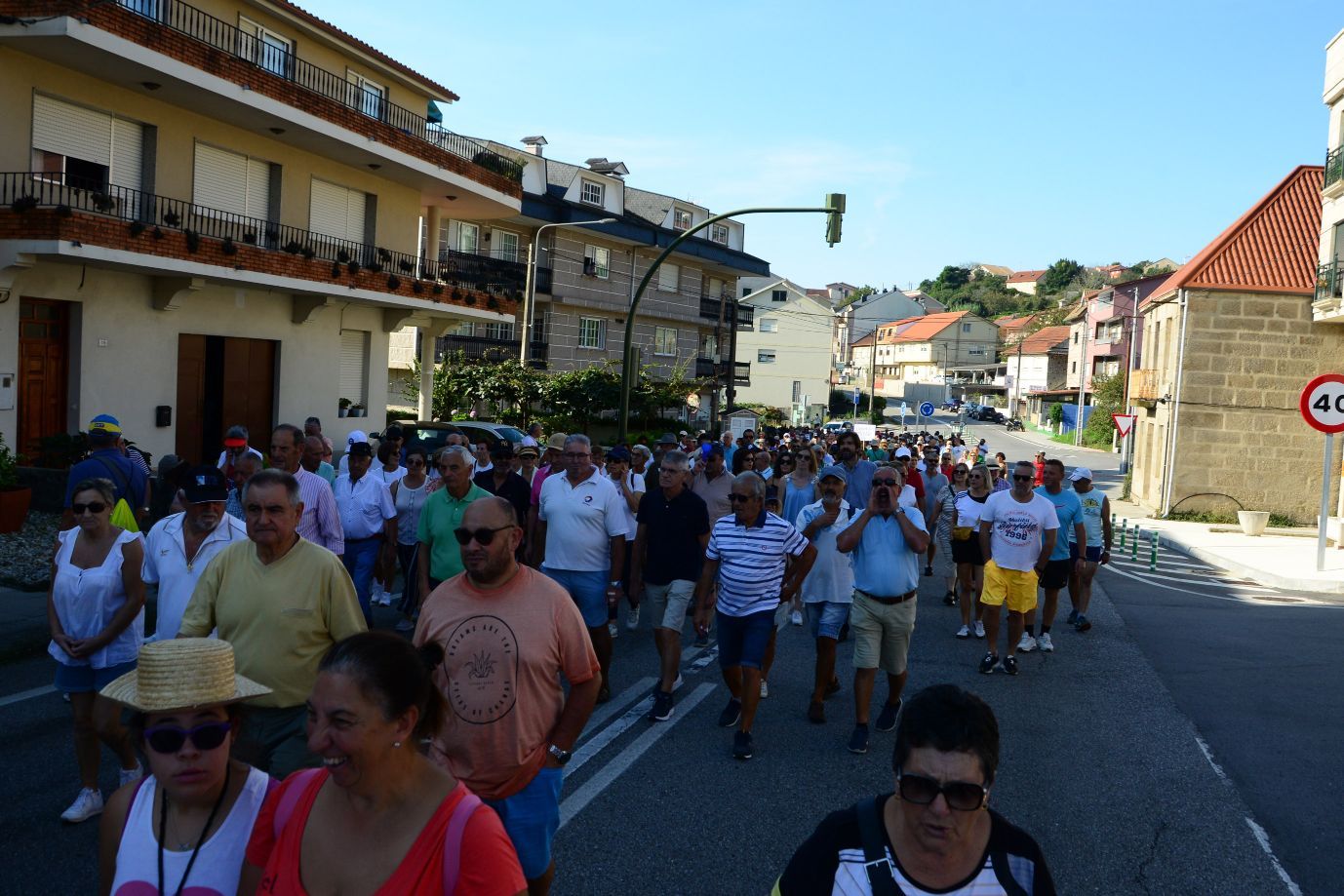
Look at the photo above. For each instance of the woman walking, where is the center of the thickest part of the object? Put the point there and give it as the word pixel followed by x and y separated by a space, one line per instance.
pixel 96 611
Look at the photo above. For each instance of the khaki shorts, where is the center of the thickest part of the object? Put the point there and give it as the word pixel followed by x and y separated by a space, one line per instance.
pixel 881 633
pixel 1012 587
pixel 668 602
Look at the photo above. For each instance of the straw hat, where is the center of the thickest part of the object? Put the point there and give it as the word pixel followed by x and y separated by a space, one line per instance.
pixel 183 673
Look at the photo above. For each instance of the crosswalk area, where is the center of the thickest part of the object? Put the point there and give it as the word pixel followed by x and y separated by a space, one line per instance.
pixel 1176 571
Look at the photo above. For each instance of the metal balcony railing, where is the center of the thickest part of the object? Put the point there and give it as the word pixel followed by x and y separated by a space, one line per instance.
pixel 21 191
pixel 1333 166
pixel 227 38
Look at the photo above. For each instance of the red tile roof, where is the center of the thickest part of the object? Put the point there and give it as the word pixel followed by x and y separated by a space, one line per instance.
pixel 377 54
pixel 1044 340
pixel 1270 249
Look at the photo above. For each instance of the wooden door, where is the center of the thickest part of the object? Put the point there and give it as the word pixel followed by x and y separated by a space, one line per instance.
pixel 43 372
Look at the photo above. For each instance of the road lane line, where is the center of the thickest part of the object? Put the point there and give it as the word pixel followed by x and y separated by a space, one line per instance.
pixel 593 788
pixel 1262 838
pixel 27 695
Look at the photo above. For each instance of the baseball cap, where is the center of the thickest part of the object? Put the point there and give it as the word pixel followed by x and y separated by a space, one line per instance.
pixel 205 486
pixel 105 423
pixel 836 470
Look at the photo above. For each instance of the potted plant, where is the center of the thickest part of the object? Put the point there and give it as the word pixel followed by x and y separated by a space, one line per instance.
pixel 14 497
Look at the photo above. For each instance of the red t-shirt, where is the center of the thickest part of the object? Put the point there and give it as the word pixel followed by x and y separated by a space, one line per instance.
pixel 488 865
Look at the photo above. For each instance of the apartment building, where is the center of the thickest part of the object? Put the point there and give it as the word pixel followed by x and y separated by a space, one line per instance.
pixel 212 216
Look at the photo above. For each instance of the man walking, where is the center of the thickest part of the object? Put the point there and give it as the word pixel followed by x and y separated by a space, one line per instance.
pixel 747 555
pixel 671 537
pixel 180 547
pixel 508 636
pixel 322 520
pixel 828 590
pixel 1062 565
pixel 580 535
pixel 283 602
pixel 369 520
pixel 1017 530
pixel 886 541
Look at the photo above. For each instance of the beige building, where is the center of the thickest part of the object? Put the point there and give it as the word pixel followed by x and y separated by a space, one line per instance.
pixel 214 216
pixel 1229 344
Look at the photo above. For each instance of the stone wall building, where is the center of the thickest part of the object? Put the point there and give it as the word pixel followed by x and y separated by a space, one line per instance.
pixel 1229 344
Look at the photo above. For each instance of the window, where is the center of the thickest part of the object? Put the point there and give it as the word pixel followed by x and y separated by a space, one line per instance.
pixel 265 47
pixel 668 277
pixel 597 262
pixel 593 332
pixel 592 192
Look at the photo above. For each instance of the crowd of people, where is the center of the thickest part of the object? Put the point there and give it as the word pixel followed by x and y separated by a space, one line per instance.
pixel 267 707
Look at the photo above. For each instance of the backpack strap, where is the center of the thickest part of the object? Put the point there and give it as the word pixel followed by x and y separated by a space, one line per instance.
pixel 289 796
pixel 454 839
pixel 875 848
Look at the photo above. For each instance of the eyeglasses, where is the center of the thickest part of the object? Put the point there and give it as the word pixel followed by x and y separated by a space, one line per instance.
pixel 168 739
pixel 961 796
pixel 483 536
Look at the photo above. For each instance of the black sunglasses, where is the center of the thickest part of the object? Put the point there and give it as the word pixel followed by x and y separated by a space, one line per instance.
pixel 961 796
pixel 483 536
pixel 170 739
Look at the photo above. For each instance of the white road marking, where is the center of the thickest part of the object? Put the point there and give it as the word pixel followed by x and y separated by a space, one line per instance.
pixel 27 695
pixel 1262 838
pixel 593 788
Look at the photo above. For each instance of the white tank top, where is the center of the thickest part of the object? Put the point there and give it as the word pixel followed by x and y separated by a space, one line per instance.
pixel 219 861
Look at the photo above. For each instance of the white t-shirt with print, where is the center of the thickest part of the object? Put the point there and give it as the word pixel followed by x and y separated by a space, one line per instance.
pixel 1016 530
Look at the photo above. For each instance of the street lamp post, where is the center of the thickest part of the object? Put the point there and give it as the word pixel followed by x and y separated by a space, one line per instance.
pixel 530 289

==============================

▶ _WHAT YOU SHOULD DO_: Reproduce verbatim the stretch of the data above from the line containing "Look at the photo above. For each instance of the straw" through the line containing "pixel 1270 249", with both of those lines included.

▶ _EXERCISE SOLUTION_:
Look at the photo above. For each instance of the straw hat, where is the center of the thickest part of the object? Put the point there and give it as the word pixel followed by x and y separated by a space, one line per instance.
pixel 183 673
Look at the photo above. For each instance of the crosswalk area, where is the center of the thickest part of the object? Put the point there and give it as the word pixel followed by x and y separated by a space, one line per instance.
pixel 1176 571
Look at the photo above. For each instance of the metal balcony railing, where is the center of the thickest part of the object? Put the point there and give it as the word pixel followed by x and y separated by a space, one line per instance.
pixel 21 191
pixel 1333 166
pixel 227 38
Look at the photo above. For each instance of the red tile roof, where is the center of the thickest part of the object? Put the point there and give it as the word pixel followed by x and y separated by a space, one line per instance.
pixel 377 54
pixel 1044 340
pixel 1270 249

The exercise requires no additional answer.